> EXERCISE PROMPT: Retype each of the lines below word for word, keeping every character and the order unchanged.

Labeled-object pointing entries

╔══

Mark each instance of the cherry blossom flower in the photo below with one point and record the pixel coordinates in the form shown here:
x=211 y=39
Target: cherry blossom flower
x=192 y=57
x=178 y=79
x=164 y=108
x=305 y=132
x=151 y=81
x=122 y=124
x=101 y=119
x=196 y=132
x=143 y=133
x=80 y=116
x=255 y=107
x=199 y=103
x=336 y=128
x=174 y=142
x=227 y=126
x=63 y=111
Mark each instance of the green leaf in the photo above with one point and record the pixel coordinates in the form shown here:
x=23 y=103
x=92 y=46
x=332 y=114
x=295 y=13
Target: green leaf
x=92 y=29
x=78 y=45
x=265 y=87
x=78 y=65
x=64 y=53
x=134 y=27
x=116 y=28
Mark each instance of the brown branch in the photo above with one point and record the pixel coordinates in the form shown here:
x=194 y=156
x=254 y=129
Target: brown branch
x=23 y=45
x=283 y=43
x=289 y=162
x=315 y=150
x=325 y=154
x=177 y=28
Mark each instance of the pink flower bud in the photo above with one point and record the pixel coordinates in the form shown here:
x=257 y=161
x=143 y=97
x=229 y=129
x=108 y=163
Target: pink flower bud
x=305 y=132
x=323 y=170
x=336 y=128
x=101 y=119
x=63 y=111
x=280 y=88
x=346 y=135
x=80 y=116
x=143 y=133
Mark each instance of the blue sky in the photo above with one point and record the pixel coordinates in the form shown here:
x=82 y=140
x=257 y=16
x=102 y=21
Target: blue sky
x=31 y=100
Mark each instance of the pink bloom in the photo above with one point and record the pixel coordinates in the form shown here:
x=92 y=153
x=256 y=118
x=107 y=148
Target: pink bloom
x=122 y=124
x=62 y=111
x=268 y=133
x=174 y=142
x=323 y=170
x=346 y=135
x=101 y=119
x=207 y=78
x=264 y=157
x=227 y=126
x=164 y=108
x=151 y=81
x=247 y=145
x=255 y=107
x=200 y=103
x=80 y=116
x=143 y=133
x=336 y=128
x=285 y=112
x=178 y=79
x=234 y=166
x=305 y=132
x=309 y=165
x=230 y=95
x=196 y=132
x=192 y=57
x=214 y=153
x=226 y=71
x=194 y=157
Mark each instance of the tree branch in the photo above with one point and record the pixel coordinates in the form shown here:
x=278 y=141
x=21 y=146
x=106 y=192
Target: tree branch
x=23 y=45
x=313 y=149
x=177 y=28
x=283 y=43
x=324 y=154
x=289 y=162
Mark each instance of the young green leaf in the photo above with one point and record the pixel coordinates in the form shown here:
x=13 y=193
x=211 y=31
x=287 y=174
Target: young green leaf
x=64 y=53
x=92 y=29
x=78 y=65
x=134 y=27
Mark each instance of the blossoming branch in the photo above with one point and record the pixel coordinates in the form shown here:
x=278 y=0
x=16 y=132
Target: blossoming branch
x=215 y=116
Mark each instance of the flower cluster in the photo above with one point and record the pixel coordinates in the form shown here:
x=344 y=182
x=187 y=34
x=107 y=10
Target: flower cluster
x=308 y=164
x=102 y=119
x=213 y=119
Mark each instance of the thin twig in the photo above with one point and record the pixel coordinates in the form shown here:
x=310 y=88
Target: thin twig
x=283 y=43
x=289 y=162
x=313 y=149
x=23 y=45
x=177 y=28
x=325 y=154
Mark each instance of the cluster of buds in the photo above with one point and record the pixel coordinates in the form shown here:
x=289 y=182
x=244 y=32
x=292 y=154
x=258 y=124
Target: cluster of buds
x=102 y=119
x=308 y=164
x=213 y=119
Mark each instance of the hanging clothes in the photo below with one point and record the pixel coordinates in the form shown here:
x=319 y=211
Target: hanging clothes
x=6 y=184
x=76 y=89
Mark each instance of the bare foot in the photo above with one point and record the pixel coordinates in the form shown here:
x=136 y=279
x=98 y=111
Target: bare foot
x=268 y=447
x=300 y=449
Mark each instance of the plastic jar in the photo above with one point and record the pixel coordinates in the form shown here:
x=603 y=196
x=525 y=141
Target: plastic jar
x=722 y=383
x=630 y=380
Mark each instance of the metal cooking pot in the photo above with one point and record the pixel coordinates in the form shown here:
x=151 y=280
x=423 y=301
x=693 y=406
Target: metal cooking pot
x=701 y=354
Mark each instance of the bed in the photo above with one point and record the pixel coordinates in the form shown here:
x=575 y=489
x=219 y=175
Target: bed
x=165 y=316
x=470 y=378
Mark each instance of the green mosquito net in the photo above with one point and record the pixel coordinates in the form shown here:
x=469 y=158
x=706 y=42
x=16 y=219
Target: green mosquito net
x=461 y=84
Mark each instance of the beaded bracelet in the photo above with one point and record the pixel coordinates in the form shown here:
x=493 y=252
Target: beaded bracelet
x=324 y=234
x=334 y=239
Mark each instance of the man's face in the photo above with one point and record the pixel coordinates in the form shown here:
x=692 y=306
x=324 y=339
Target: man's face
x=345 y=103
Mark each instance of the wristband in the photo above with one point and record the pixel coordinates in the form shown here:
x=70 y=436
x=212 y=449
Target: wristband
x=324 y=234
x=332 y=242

╚══

> THE RESULT:
Mark each instance of the cherry blossom flower in the photo below with one point and record the pixel coordinates in the form shown here:
x=211 y=39
Target: cherry blossom flower
x=192 y=57
x=178 y=79
x=164 y=108
x=305 y=132
x=151 y=81
x=122 y=124
x=101 y=119
x=196 y=132
x=143 y=133
x=80 y=116
x=255 y=107
x=199 y=103
x=336 y=128
x=174 y=142
x=227 y=126
x=63 y=111
Mark each instance of the green leaf in the photo above with one point and record the pixel coordinates in the form shown here:
x=23 y=103
x=92 y=46
x=332 y=114
x=295 y=13
Target: green leaf
x=92 y=29
x=78 y=45
x=265 y=87
x=78 y=65
x=64 y=53
x=134 y=27
x=116 y=28
Mark each instance of the brown branch in the photo above with one point and record the pixel coordinates in the form shown here:
x=194 y=156
x=254 y=129
Target: brown branch
x=23 y=45
x=283 y=43
x=289 y=162
x=315 y=150
x=325 y=154
x=177 y=28
Mark each instance of the pink flower bud in the photo above with one point and record the pixel coordinates in the form shown here:
x=257 y=161
x=143 y=97
x=229 y=129
x=108 y=163
Target: pink flower bud
x=305 y=132
x=323 y=170
x=336 y=128
x=101 y=119
x=63 y=111
x=280 y=88
x=346 y=135
x=80 y=116
x=143 y=133
Mark each instance of the blue sky in the photo above with one point and record the pixel coordinates in the form shown here:
x=82 y=140
x=257 y=16
x=102 y=21
Target: blue sky
x=31 y=100
Mark each instance of the pink bloom in the photo above with one point and record the pixel coordinates in the form shown here:
x=92 y=153
x=256 y=118
x=107 y=148
Target: pink bloom
x=122 y=124
x=62 y=111
x=268 y=133
x=174 y=142
x=323 y=170
x=346 y=135
x=101 y=119
x=207 y=78
x=264 y=157
x=227 y=126
x=164 y=108
x=151 y=81
x=247 y=145
x=255 y=107
x=200 y=103
x=80 y=116
x=143 y=133
x=336 y=128
x=285 y=112
x=178 y=79
x=234 y=166
x=305 y=132
x=309 y=165
x=230 y=95
x=196 y=132
x=192 y=57
x=214 y=153
x=226 y=71
x=194 y=157
Mark each instance of the tree branch in the photo above with one point and record the pixel coordinates in the form shown here:
x=278 y=141
x=21 y=146
x=106 y=192
Target: tree branch
x=23 y=45
x=313 y=149
x=177 y=28
x=283 y=43
x=324 y=154
x=289 y=162
Mark each instance of the young green leaf in the photo above with one point and record the pixel coordinates in the form shown here:
x=13 y=193
x=211 y=31
x=287 y=174
Target: young green leaf
x=64 y=53
x=92 y=29
x=78 y=65
x=134 y=27
Mark each instance of the blossoming branch in the photo above with one point and record the pixel coordinates in the form shown here:
x=278 y=0
x=16 y=132
Target: blossoming branch
x=215 y=116
Mark each instance of the flower cluster in the photo above with one point and record the pixel coordinates in the form shown here:
x=344 y=182
x=187 y=34
x=107 y=10
Target: flower cluster
x=308 y=164
x=102 y=119
x=213 y=119
Mark each instance of the thin twig in the photo above with one point and record the pixel coordinates in the form shown here:
x=310 y=88
Target: thin twig
x=283 y=43
x=289 y=162
x=313 y=149
x=23 y=45
x=177 y=28
x=325 y=154
Mark each instance of the cluster of buds in the photo above with one point and record the pixel coordinates in the form shown here:
x=289 y=182
x=244 y=32
x=292 y=154
x=258 y=124
Target: cluster of buds
x=102 y=119
x=308 y=164
x=213 y=119
Mark each instance of the hanging clothes in the photo below with one point and record the pixel coordinates in the form shown here:
x=319 y=211
Target: hanging clothes
x=6 y=184
x=76 y=89
Mark each instance of the bare foot in the photo above with one point and record the pixel coordinates in the form shown here:
x=136 y=279
x=98 y=111
Target: bare foot
x=268 y=447
x=300 y=449
Mark each instance of the plastic jar in the photo above with one point and record the pixel coordinates in the form shown here:
x=603 y=196
x=525 y=141
Target: plastic jar
x=722 y=383
x=630 y=380
Mark each instance of the metal cooking pot in the photo above with one point and record the pixel coordinates in the form shown here:
x=151 y=280
x=423 y=301
x=693 y=406
Target: metal cooking pot
x=701 y=354
Mark each instance of the bed in the photo above with one point and record the pixel coordinates in the form shown here:
x=575 y=489
x=219 y=175
Target: bed
x=165 y=316
x=470 y=378
Mark each instance of the green mosquito net in the photo above with one point and record the pixel coordinates in the form shown here:
x=469 y=158
x=706 y=42
x=16 y=219
Target: green mosquito net
x=461 y=84
Mark each instance of the beaded bracelet in the photo above with one point and record the pixel coordinates in the form shown here:
x=493 y=252
Target: beaded bracelet
x=324 y=234
x=334 y=239
Mark each instance of the man's face in the photo above with one point and record the pixel coordinates in the form shown here:
x=692 y=306
x=324 y=339
Target: man's face
x=345 y=103
Mark each instance of the wristband in the photo above with one point and record the pixel coordinates in the form shown here:
x=70 y=436
x=212 y=449
Target: wristband
x=324 y=234
x=332 y=242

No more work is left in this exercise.